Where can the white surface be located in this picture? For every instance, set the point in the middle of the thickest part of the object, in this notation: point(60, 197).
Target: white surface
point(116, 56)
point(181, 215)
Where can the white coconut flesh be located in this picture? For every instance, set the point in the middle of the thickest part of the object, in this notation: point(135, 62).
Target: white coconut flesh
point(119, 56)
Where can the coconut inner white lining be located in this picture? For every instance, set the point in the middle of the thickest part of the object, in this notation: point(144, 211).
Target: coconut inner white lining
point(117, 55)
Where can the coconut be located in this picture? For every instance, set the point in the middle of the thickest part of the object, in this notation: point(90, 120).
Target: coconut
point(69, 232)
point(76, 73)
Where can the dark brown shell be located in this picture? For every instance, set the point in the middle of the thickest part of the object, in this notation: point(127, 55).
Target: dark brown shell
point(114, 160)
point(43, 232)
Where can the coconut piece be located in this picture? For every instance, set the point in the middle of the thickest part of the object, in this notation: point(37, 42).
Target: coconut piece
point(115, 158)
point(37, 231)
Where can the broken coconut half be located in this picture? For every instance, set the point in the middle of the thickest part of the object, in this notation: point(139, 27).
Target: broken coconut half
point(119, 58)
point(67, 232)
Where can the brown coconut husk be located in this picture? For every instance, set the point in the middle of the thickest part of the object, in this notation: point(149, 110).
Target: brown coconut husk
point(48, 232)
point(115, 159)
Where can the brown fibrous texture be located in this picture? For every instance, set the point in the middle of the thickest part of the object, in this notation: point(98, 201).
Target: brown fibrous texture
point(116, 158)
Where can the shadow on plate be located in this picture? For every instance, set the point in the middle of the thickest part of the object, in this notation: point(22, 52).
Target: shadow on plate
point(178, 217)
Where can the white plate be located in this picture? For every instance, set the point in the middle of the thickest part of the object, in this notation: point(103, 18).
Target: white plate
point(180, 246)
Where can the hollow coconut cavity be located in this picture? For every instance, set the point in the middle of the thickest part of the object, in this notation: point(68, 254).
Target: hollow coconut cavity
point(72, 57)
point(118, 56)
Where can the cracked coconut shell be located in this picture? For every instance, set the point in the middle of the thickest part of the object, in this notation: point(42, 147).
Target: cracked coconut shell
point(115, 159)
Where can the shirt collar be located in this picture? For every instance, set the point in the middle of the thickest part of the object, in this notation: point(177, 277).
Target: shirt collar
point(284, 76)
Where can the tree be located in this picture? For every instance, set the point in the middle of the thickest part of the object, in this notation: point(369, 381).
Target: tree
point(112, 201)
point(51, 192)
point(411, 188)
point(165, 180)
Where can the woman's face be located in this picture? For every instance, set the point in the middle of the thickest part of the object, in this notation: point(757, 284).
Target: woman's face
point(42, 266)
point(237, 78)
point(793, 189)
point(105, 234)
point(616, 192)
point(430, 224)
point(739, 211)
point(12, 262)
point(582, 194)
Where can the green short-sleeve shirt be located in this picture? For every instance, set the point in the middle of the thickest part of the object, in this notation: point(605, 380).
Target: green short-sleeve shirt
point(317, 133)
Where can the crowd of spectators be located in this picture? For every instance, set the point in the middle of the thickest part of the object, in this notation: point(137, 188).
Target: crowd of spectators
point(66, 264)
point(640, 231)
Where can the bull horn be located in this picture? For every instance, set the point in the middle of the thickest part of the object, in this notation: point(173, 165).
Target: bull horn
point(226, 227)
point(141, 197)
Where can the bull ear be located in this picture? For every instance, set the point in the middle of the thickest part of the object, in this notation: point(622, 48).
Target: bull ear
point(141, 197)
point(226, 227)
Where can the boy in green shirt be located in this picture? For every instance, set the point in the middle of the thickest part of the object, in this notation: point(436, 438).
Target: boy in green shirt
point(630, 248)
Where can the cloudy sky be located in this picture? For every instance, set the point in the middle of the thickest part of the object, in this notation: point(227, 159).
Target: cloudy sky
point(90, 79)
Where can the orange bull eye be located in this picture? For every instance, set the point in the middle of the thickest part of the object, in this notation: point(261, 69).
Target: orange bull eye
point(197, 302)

———

◆ WHAT YOU WILL DO ◆
Express the items from the line containing "Where can the orange" through the end of the items as a two-column CSV with headers item and answer. Give one row per item, with its text and its answer each in a single quoted field and line breaks replaced by spaces.

◆ THE RESULT ◆
item,answer
"Where can the orange bull eye be located in this picture? For every instance, set the point in the middle of the thickest part of the object, in this notation: point(261, 69). Target: orange bull eye","point(197, 302)"